Stored items from a collection:

********************

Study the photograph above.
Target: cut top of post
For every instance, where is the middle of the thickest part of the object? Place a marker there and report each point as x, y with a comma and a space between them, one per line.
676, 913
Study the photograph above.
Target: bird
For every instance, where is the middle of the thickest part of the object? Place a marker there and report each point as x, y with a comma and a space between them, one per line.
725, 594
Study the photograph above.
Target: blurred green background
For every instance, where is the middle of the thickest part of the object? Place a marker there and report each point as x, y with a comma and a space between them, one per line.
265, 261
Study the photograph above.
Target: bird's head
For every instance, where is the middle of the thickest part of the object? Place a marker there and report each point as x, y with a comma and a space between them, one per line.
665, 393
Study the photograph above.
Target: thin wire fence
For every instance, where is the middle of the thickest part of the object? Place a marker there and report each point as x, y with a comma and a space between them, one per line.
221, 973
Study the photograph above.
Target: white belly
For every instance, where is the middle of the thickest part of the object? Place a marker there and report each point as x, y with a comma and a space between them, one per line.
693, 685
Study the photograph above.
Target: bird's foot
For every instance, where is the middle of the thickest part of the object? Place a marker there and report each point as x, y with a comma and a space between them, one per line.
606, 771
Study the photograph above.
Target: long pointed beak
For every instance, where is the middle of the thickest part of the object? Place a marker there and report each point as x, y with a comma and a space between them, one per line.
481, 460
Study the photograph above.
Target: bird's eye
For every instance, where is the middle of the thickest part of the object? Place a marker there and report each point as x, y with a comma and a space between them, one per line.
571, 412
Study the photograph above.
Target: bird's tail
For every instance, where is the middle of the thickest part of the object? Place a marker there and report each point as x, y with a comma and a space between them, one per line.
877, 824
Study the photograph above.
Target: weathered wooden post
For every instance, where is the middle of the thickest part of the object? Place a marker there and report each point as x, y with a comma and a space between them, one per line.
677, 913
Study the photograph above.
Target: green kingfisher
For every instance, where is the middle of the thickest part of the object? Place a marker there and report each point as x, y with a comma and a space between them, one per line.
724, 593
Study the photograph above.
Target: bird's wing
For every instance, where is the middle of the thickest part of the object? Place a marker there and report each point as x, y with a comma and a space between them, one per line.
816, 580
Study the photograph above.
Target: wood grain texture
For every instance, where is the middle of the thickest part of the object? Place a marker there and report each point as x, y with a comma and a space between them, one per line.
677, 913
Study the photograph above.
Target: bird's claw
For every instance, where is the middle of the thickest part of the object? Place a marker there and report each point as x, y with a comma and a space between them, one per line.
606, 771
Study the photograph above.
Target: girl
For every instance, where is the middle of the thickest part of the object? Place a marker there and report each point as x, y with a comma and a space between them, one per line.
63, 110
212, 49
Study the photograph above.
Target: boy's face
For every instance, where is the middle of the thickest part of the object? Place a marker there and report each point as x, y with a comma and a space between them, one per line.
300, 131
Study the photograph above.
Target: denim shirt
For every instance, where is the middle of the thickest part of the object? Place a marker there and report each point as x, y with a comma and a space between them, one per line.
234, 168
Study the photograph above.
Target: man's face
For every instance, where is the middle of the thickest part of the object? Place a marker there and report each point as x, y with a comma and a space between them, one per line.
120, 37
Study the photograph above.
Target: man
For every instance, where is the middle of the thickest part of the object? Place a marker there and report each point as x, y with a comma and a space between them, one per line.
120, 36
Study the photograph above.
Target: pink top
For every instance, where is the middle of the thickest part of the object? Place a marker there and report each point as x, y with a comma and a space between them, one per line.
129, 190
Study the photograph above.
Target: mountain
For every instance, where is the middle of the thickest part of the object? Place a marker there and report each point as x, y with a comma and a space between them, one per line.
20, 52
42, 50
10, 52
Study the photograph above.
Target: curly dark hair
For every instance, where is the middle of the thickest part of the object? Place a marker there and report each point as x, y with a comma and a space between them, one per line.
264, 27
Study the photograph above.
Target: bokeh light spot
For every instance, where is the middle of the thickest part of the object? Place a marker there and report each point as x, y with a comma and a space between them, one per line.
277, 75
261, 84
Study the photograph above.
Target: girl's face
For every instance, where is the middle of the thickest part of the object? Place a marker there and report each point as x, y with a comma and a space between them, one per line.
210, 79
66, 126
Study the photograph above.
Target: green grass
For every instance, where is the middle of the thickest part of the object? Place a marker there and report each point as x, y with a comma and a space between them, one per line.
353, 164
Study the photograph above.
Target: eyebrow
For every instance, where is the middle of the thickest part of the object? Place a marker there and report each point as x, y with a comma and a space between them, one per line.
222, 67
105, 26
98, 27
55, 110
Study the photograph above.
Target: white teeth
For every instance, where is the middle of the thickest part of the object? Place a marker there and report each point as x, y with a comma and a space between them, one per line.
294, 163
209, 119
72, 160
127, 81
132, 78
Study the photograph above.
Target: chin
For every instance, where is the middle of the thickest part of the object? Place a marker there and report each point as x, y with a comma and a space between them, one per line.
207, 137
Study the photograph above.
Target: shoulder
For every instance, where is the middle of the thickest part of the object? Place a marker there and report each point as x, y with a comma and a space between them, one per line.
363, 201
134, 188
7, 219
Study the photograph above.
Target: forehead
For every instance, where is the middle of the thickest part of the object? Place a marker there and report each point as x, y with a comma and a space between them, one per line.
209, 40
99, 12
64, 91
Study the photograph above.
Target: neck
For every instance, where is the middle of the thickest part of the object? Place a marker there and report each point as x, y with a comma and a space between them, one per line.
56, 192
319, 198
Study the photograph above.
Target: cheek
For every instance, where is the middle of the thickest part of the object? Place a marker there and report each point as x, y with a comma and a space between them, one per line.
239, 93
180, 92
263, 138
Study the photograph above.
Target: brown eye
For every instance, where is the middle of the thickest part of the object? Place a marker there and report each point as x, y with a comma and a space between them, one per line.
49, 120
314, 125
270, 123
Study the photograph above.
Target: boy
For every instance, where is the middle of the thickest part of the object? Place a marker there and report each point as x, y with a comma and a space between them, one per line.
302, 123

********************

Set problem >>
Print every entry exactly as written.

Right answer >>
Study the photograph above.
Target: cut top of post
For every instance, where is the middle of the thickest part of the object? Place a marker there and report each point as x, y with a comma and a space between them, one per line.
676, 913
Study the photograph above.
Target: bird
For every instance, where is the middle of the thickest part of the object? Place a marker there and report each point as x, y with a comma and a space between them, one per line.
725, 594
Study the photograph above.
Target: blurred green background
For every instance, where is the middle of the thickest part of the object? Place a marker there and report each point as x, y with a comma and a space between them, one per line.
265, 261
Study the photograph above.
Target: bird's head
For every instance, where is the middle of the thickest part of the object? Place a marker there and report each point as x, y with a comma and a space between them, one per line.
665, 393
Study the photograph above.
Target: thin wire fence
For every instance, where is the middle of the thickest part of the object? Place a marker there and report each point as x, y with a comma and a space between them, one per line.
221, 973
Study the photograph above.
Target: white belly
For every instance, where is the middle of the thickest part of the object? Place a marker there and report each point as x, y with a comma and a space between them, one per line.
693, 685
Study the photograph above.
Target: bird's foot
For every instance, where is the middle of the thickest part of the object? Place a marker there and report each point as x, y with a comma and a space between them, one per line.
606, 771
Study the photograph above.
Target: long pointed beak
For every instance, where is the middle of the thickest part of the object? Place a marker there and report each point as x, y with a comma and a space between them, one per line.
481, 460
Study the photograph above.
Target: bird's eye
For every instance, where is the middle of the thickest part of the object? Place a marker there and report each point as x, y with a comma and a space between them, one per line.
571, 412
Study the photograph above.
Target: bird's tail
For every instance, where is the middle of the thickest part of the object? Place a marker there and report each point as x, y with a comma and a space between them, one per line.
877, 824
Study the photograph above.
Target: weathered wooden post
For every instance, where is the middle of the thickest part of the object? Place a marker there and report each point as x, y with a comma and a space between them, one per line.
677, 913
Study the photograph above.
Target: green kingfisher
For every instance, where is the middle of the thickest part of the object? Place a marker there and report each point as x, y with a comma and a space between them, one per line.
724, 593
Study the photograph above.
Target: bird's wing
For every instance, where is the middle of the thickest part of the object? Place a marker there and report each point as x, y with a comma and a space between them, one per line.
816, 580
Study the photograph above.
Target: wood grain texture
For every instance, where is the middle of the thickest part of the object? Place a marker there and report each point as x, y with a comma and a space between them, one per line.
677, 913
Study the photograph above.
Target: bird's claw
For every instance, where is the middle of the thickest part of the object? Place a marker there and report each point as x, y with a comma and a space between them, one per line.
606, 771
Study the photograph above.
Target: girl
For every instance, where is the middle of the thickest part of the object? Place a marker there and report each point as x, y with a comma and a space between them, one per line.
63, 110
212, 49
Study the photograph above.
Target: boy's face
For every instance, where is the middle of the thickest part of the object? Place a marker there and report each point as x, y with a comma and a space between them, one per line.
300, 131
Study the photograph above.
Target: denim shirt
For every instance, where is the middle of the thickest part of the object? Place a marker there and report each point as x, y with a comma and a space between them, one per line.
234, 168
Study the photograph above.
Target: man's face
For every instance, where is the middle of the thickest part of the object? Place a marker there and report each point as x, y with a comma and a space between them, one per line.
120, 37
Study the photograph above.
Target: man
For every instance, where is the middle of the thickest part of the object? Place a marker there and report each point as x, y with a comma and a space between them, one per line.
120, 36
Study the photograph above.
Target: pink top
For every instance, where is the middle of the thickest part of the object? Place a marker there and report each point as x, y with a comma and a space between them, one per line.
129, 190
Study the photograph above.
Target: mountain
For every instance, where is the middle of the thickest part of the object? Place a marker there and report each point as x, y with a comma and a space between them, one per line.
20, 52
42, 50
10, 52
Study the photograph above.
Target: curly dark hair
For every instance, where is the middle of the thickest part of the object? Place a marker there and report each point as x, y with a comma and a space between them, one per line.
264, 27
Study the photograph above.
Target: bokeh light spot
For every instance, where is the middle of the thickest part of the object? Place a marker there and report each point as x, y with a comma and a space between them, one per line.
277, 75
261, 84
Study the photograph above.
Target: girl's face
For every instance, where is the middle of the thickest part of the object? Place a marker there and report each point as x, y with a comma and a space between them, one per line.
210, 79
66, 126
Study the photograph above.
Target: green grass
For every instance, where is the middle of the thickest part of the object? Place a marker there and report each point as x, y with a comma and a space between them, one per line.
353, 164
Study the photograph above.
Target: eyebrow
For every instance, where is the middle of the thickest part of the object? Place a marker there and report each point as x, y with a comma and a space between them, one per line.
222, 67
105, 26
98, 27
55, 110
Study the photograph above.
Target: white teeth
For every instance, where is the middle of the thickest part of the object? Place a marker there and report each point as x, y with a comma and a space between them, one per line.
294, 163
209, 119
72, 160
127, 81
132, 78
Study the photograph above.
Target: chin
For every instance, where is the middle of the thickest part of the object? Place a marker there and report each point as x, y with a comma and a space between them, one per line.
207, 137
Study the photograph above.
Target: shoulder
For every instance, where is the middle of the thickest part of the object? Place a marker there and report each point as x, y with a comma and a space between them, one per line.
363, 201
134, 188
7, 219
Study the photograph above.
Target: forehead
For every instance, where is the middle of the thickest part of the object? Place a marker there and report each point as x, y with a comma and a space between them, one per line.
209, 40
99, 12
64, 91
Study the photograph above.
Target: neck
For every instance, where is the middle of the thickest part of the object? Place a marker there and report each point as x, y with a comma and a space between them, one per line.
56, 192
319, 198
Study the photograph above.
Target: cheek
For every instance, where is the middle of the thickest part of the object? Place a marker there and report each point as x, y with a comma and a space between them, one per line.
239, 93
180, 92
263, 138
Study the photograph above.
Target: brown eye
For every instance, where is the middle of the thickest part of the object? Place a marker there and report each point as x, y with a comma and a space between them, one per line.
49, 120
314, 125
270, 123
Study the photograph above.
Target: boy
For every instance, where is the middle of the thickest part of the object? Place a marker there and report each point as x, y with a comma and a space between them, one per line.
302, 123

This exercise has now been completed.